:: GIVEN TEXT ::
>>
Hatzlachh Supply Inc. v. Savannah Bank of Nigeria

649 F. Supp. 688 (1986)

HATZLACHH SUPPLY INC., Plaintiff,
v.
SAVANNAH BANK OF NIGERIA, Defendant.

No. 84 Civ. 5127 (CHT).

United States District Court, S.D. New York.

December 9, 1986.

Frenkel & Hershkowitz, P.C., New York City, for plaintiff; Mark J. Kurzmann, of counsel.

Kramer, Levin, Nessen, Kamin & Frankel, New York City, for defendant; Geoffrey M. Kalmus, Sigmund Wissner-Gross, John Chapman, of counsel.

*689 TENNEY, District Judge.

This matter is before the Court on defendant's motion to dismiss the complaint. Plaintiff, Hatzlachh Supply Inc., is a New York corporation involved in the import-export business. Defendant, Savannah Bank, is a Nigerian bank existing under the laws of Nigeria. Plaintiff alleges that it forwarded bills of lading to defendant with specific instructions not to transfer the documents until a Nigerian purchaser remitted the purchase price and that plaintiff transported the goods but was never paid. Plaintiff alleges that the defendant released the documents without being paid or was paid and converted the money or negligently mishandled the documents. Plaintiff then instituted litigation to recover the value of the goods.
<<
:: DATASET ENTRIES ::
>>
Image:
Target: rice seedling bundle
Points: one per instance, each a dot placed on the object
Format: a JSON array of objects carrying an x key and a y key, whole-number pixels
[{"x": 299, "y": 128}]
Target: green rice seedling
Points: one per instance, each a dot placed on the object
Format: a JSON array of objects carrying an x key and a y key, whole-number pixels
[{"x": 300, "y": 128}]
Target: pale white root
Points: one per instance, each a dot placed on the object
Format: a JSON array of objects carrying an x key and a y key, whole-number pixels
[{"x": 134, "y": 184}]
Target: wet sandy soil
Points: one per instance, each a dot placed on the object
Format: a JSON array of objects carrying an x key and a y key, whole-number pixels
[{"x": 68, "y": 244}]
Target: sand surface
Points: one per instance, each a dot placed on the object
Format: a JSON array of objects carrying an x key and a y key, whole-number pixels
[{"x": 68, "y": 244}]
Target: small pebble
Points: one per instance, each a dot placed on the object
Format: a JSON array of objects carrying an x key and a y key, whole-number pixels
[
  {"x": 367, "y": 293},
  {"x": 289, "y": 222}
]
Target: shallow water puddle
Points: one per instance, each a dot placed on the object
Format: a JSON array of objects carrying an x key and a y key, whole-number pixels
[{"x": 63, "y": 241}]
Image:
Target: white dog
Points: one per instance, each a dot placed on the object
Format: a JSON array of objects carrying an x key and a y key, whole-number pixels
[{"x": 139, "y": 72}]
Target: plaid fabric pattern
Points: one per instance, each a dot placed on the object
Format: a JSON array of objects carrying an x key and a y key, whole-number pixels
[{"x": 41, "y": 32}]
<<
:: PROBLEM TO SOLVE ::
Echo the court case text verbatim, beginning at the words "Hatzlachh Supply Inc. v." and stopping after the words "December 9, 1986.".

:: SOLUTION TO THIS EXERCISE ::
Hatzlachh Supply Inc. v. Savannah Bank of Nigeria

649 F. Supp. 688 (1986)

HATZLACHH SUPPLY INC., Plaintiff,
v.
SAVANNAH BANK OF NIGERIA, Defendant.

No. 84 Civ. 5127 (CHT).

United States District Court, S.D. New York.

December 9, 1986.